- Seitenauszug:
◆ ◆ ◆ ◆

Nichts zu reklamieren

Wir sind Helden
Die Vorab-Singles "Guten Tag" und "Müssen nur wollen" machten Hoffnung. Hier war eine neue Band, die mit frischen, charmanten Songs in die Charts kam und sich in der hiesigen Radiolandschaft behaupten konnte - gegen all die gecasteten Trottel und den aufgewärmten Müll, der dort sonst die Plätze belegt. Nun erscheint "Die Reklamation", das Debütalbum von Wir sind Helden, und ist noch schöner, als die beiden Singles schon vermuten ließen. Gaesteliste.de ist begeistert und wollte sich dringend über die elf kleinen Schönheiten auf dem Album unterhalten.

◆ ◆ ◆ ◆

- Vorgegebene Anweisung 1: Gib bitte aus den Einträgen den Abschnitt unverändert wieder, der mit der Zeile beginnt, die „Locate the blurred“ enthält, und mit der Zeile endet, die „Locate the wooden bench“ enthält, beide Zeilen eingeschlossen.
Der Text und die Einträge haben inhaltlich nichts miteinander zu tun.

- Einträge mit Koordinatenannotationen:

◆ ◆ ◆ ◆

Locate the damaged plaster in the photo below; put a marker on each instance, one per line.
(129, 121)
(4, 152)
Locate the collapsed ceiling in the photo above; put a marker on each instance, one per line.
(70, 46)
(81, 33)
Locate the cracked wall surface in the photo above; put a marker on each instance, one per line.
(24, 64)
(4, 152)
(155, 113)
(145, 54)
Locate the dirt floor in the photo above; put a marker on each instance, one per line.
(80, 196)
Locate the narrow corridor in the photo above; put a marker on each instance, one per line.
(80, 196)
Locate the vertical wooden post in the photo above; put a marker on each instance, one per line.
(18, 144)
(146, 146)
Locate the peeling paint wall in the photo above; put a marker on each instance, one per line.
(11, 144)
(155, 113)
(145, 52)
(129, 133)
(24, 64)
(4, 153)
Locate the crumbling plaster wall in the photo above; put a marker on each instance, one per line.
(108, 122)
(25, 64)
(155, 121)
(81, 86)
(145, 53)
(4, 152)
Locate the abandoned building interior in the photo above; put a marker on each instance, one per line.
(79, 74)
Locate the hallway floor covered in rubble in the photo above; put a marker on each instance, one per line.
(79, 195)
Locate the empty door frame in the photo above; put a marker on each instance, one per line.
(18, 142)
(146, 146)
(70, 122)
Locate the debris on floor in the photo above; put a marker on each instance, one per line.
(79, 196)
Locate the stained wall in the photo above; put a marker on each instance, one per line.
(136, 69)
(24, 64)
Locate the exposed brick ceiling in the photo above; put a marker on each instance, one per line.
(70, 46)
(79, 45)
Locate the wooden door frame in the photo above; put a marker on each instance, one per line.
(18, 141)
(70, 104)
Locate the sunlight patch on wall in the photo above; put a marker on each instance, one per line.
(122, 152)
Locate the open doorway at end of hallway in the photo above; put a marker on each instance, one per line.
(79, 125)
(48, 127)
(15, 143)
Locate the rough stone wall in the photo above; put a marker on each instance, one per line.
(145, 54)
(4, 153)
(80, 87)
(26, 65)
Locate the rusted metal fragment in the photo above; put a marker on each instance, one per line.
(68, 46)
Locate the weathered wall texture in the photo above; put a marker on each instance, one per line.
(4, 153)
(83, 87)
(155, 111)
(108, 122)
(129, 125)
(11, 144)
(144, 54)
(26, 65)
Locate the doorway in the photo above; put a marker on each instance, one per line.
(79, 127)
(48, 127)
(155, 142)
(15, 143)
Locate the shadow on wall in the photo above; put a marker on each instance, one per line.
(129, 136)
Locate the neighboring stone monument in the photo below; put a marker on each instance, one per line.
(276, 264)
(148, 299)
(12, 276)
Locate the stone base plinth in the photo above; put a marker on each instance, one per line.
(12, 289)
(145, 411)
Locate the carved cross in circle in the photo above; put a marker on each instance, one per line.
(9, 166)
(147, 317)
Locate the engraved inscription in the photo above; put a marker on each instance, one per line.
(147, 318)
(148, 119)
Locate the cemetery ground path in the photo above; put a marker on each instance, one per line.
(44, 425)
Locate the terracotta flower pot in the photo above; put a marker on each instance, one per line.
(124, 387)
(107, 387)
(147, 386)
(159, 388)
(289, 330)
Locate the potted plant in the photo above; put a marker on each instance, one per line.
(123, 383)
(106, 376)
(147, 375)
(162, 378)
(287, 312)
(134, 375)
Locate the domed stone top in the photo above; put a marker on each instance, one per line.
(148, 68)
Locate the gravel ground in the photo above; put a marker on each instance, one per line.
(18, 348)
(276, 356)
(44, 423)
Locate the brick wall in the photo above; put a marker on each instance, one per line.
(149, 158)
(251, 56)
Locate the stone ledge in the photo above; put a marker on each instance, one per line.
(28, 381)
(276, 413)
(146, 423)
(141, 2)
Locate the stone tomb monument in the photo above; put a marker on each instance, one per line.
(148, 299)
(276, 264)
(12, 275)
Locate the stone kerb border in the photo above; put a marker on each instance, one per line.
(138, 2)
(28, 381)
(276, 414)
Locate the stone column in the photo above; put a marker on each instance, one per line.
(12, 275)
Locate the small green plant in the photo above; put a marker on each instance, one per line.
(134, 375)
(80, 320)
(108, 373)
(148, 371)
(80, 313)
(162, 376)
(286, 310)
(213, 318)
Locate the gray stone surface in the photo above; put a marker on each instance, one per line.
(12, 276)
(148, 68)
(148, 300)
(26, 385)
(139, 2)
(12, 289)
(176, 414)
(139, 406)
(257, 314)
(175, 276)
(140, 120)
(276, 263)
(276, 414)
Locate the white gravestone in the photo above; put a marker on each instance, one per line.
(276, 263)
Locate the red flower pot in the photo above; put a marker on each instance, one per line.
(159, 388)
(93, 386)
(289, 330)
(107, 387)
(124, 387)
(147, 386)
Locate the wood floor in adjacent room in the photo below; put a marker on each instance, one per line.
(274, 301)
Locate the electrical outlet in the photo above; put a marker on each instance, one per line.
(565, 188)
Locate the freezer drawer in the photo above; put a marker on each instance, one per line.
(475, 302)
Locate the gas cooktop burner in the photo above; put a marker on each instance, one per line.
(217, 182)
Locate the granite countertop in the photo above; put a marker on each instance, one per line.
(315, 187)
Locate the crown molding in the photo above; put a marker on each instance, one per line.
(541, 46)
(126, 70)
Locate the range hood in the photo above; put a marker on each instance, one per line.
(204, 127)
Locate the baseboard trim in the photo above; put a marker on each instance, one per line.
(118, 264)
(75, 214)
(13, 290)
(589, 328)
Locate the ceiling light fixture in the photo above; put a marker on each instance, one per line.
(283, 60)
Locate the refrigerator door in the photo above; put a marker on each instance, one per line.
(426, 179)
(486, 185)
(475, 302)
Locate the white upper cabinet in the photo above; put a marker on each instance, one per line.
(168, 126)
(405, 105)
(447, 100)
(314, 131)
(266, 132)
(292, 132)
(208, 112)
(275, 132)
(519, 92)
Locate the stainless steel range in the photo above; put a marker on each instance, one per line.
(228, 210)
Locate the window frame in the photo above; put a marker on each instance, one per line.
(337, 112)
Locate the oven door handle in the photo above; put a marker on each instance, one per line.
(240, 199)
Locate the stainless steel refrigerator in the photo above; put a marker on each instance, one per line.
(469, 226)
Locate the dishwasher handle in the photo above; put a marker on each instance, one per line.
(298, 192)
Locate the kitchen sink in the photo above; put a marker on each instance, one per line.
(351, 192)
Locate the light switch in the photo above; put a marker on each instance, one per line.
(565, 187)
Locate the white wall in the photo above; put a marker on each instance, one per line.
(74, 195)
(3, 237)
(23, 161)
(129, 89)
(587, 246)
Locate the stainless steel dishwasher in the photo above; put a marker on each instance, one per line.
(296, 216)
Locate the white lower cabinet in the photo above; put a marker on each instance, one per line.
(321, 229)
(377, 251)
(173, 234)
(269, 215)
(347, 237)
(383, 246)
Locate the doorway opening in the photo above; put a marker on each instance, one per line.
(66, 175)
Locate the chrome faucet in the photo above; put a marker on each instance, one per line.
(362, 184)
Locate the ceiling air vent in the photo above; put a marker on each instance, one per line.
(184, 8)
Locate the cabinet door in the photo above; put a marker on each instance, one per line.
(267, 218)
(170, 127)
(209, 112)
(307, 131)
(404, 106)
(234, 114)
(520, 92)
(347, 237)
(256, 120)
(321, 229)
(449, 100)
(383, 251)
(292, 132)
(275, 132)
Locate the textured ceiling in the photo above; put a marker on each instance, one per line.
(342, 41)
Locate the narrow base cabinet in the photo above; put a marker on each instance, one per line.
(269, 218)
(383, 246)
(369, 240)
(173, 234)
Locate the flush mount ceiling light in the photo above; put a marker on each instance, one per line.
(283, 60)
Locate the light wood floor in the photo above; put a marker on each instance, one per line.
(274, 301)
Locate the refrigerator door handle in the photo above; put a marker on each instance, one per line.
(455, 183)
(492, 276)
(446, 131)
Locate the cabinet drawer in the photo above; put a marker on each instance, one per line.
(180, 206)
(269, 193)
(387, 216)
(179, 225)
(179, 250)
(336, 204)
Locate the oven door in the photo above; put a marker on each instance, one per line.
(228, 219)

◆ ◆ ◆ ◆

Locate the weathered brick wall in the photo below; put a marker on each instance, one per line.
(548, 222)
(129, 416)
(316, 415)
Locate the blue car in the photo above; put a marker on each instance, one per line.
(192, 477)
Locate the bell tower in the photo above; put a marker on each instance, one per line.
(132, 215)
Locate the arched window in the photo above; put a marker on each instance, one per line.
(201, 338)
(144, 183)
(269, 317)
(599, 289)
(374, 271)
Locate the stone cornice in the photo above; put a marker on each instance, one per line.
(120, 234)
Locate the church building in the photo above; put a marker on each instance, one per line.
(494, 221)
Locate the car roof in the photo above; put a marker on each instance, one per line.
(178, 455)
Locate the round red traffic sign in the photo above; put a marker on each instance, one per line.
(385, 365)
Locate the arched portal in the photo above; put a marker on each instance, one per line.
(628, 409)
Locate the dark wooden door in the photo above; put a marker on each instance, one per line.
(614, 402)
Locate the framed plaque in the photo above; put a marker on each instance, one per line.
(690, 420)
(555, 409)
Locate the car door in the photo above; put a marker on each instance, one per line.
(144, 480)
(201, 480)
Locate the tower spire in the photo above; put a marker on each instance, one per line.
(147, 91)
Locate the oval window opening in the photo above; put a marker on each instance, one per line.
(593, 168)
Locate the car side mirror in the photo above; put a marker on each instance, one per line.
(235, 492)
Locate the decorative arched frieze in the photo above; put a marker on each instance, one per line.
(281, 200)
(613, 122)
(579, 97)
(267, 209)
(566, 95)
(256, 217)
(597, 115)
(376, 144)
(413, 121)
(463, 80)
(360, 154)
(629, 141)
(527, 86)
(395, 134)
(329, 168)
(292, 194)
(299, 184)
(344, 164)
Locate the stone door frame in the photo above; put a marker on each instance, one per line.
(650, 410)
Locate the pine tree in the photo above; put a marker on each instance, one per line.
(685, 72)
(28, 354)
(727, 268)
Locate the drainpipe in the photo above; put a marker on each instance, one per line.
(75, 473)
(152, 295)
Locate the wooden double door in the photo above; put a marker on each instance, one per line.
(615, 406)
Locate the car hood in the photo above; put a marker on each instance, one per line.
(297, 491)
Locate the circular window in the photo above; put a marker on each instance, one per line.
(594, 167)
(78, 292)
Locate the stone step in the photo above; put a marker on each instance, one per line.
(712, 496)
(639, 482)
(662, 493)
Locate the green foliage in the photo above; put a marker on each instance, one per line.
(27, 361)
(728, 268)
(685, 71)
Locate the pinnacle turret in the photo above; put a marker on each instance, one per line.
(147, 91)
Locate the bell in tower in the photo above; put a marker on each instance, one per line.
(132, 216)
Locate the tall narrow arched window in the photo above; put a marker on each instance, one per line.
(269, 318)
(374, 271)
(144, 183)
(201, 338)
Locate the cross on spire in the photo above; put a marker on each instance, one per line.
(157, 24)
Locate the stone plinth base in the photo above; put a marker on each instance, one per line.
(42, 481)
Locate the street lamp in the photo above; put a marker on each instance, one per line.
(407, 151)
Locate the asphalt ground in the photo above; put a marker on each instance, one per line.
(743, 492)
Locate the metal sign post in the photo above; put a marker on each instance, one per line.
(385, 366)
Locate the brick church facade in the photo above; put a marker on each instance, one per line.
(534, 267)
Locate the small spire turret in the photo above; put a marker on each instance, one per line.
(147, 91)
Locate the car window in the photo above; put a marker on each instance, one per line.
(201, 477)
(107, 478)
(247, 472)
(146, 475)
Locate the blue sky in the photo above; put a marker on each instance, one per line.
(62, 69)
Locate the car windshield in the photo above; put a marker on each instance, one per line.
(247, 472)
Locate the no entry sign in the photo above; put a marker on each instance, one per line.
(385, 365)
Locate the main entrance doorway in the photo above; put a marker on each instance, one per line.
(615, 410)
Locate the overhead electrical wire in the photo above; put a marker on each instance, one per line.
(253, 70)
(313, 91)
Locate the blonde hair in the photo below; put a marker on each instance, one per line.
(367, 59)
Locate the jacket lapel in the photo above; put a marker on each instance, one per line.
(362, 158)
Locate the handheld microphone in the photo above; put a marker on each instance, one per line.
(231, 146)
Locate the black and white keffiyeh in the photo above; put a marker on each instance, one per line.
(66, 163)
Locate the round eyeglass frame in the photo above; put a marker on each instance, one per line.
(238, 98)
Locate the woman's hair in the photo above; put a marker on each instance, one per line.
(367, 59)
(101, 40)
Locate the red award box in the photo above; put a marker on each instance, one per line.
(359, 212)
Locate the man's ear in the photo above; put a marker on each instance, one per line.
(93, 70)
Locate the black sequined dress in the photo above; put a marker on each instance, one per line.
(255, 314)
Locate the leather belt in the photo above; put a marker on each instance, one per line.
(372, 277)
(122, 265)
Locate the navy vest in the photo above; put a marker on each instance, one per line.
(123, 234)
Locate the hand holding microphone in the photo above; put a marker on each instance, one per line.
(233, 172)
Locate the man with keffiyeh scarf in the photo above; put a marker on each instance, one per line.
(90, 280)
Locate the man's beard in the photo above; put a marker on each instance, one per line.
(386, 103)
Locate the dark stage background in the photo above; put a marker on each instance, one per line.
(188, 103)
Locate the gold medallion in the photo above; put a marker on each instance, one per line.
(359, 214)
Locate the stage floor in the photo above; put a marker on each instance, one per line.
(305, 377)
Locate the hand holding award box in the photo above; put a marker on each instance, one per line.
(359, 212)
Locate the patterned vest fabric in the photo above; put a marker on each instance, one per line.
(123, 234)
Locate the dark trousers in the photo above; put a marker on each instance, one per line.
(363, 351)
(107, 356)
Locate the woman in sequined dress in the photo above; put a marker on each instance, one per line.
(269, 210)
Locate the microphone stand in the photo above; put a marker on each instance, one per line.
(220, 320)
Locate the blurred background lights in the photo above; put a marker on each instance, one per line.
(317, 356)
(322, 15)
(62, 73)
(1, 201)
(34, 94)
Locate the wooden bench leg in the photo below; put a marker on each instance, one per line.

◆ ◆ ◆ ◆

- Vorgegebene Anweisung 2: Führe den Text über das Album „Die Reklamation“ von Wir sind Helden ab der Stelle weiter, an der er aufhört.

- Antwort zur Aufgabe 1:
Locate the blurred background lights in the photo above; put a marker on each instance, one per line.
(317, 356)
(322, 15)
(62, 73)
(1, 201)
(34, 94)
Locate the wooden bench leg in the photo below; put a marker on each instance, one per line.

- Antwort zur Aufgabe 2:
"Mitteilungsbedürftige kleine Wesen sind das", sagt Sängerin und Texterin Judith, und meint damit wahrscheinlich vor allem die beiden schon als Single ausgekoppelten Nummern. "Guten Tag" wetterte gegen Konsumterror, "Müssen nur wollen" gegen Leistungsdruck: "Den habe ich geschrieben, nachdem ich mich mit einer Freundin darüber unterhalten hatte, dass sich viele Leute in unserem Alter von genau den Sachen unter Druck gesetzt fühlen, von denen einem immer gesagt wird, dass sie einen glücklich machen. Man sieht im Fernsehen immer all diese Leute, die tollen Berufe haben, in denen sie 24 Stunden am Tag glücklich sind, trotzdem bleiben noch 12 Stunden Freizeit mit wahnsinnig aufregenden Hobbys, und sie kriegen alles unter einen Hut. 'Warum schaffe nur ich das nicht', denkt man dann, 'warum weiß ich noch nicht einmal, was ich eigentlich für einen Beruf haben möchte. Mir steht die ganze Welt offen, aber ich bin zu doof'".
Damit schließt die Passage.